» EXTRACTED TEXT
====

Lets be serious. 50000 CFA is not that much to pay for a university education.
Posted by: Tamfu Jones | March 07, 2007 at 07:59 PM
Tamfu,
The costs associated to attending UB add up considerably when you factor in rents and other living expenses. Parents don't only fish out 50, 000F/year.
Also take a close look at those attending Sakar, Lourde's and Sasse. what is the common denominator here? Yes, you got it right they are the children of the rich middle class that has ruined the economy of the country by their corrupt practices. The christian missions have fostered elitism in our society and by so doing jeopardized the fabric of our society by engendering rulership by a select few over the many.
If we want to change Cameroon, we need an eductaional system that provides opportunities for the majority not a classist system. The ruling elite in Cameroon has been there for decades and have offered very few solutions to our problems and their affluent children will not any different either because the snobbery and lavish tastes inculcated into them by their parents. We need a new elite that has imbibed of the everyday existence of the majority of Cameroonian. These people will beter understand the consequences their actions have on the common man. Bottomline is, we do not only need a new educational system but an educational system that is affordably to the majority of the Cameroonian youth not only the children of the rich middle class.

====

» PROVIDED MATERIAL
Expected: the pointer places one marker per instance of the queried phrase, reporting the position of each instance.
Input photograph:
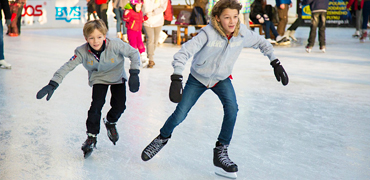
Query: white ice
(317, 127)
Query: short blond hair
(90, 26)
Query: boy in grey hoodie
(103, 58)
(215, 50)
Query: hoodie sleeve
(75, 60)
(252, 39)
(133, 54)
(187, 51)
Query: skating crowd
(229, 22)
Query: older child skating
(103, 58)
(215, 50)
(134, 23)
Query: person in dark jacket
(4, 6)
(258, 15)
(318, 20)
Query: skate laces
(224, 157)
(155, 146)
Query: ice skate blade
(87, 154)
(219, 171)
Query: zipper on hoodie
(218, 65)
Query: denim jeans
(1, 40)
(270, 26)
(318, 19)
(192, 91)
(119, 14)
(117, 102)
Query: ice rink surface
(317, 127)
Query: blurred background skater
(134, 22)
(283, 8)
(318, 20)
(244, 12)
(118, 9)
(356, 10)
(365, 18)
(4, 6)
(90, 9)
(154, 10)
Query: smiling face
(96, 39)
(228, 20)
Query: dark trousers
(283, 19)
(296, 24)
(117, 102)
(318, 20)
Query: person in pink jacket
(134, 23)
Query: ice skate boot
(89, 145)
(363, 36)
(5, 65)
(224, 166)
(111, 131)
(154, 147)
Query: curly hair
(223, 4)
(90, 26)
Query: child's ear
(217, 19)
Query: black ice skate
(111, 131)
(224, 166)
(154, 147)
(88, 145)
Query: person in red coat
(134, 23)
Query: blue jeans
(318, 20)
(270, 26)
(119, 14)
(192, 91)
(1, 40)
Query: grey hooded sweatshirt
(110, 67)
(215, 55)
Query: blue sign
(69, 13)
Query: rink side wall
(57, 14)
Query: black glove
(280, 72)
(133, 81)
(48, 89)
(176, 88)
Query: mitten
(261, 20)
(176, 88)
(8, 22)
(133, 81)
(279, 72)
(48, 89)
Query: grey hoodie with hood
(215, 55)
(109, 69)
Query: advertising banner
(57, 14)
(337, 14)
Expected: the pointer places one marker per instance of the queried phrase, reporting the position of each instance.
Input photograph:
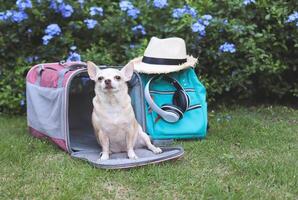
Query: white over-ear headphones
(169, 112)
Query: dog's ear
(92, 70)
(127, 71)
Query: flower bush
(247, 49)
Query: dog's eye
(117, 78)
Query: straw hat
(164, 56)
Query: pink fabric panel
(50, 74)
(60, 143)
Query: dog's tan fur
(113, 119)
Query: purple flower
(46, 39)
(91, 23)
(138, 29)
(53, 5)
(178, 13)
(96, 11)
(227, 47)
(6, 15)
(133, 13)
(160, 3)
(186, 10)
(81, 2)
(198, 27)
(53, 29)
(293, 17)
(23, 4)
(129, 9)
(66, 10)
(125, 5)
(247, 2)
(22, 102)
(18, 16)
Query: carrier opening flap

====

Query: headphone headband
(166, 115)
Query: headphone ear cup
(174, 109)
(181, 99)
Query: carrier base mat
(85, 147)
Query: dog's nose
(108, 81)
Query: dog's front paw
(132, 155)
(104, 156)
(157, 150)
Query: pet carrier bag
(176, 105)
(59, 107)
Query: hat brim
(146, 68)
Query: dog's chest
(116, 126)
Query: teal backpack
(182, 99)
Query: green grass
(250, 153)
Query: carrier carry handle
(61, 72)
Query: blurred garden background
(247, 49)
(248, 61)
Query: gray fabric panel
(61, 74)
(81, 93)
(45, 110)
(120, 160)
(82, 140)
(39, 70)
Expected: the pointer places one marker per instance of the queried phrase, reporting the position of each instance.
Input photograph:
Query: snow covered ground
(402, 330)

====

» COMPLETE THE FOLLOWING
[1] According to the comment thread on education in Cameroon, what amount does the first commenter call not much to pay for a university education?
[2] In the comment thread on education in Cameroon, rewrite the passage between "Lets be serious." and "over the many.", inclusive, replacing "UB" with "the university".
[3] Name every school that the comment thread on education in Cameroon says is attended by the children of the rich middle class.

» SOLUTION SET
[1] 50000 CFA

[2]
Lets be serious. 50000 CFA is not that much to pay for a university education.
Posted by: Tamfu Jones | March 07, 2007 at 07:59 PM
Tamfu,
The costs associated to attending the university add up considerably when you factor in rents and other living expenses. Parents don't only fish out 50, 000F/year.
Also take a close look at those attending Sakar, Lourde's and Sasse. what is the common denominator here? Yes, you got it right they are the children of the rich middle class that has ruined the economy of the country by their corrupt practices. The christian missions have fostered elitism in our society and by so doing jeopardized the fabric of our society by engendering rulership by a select few over the many.

[3] Sakar, Lourde's, Sasse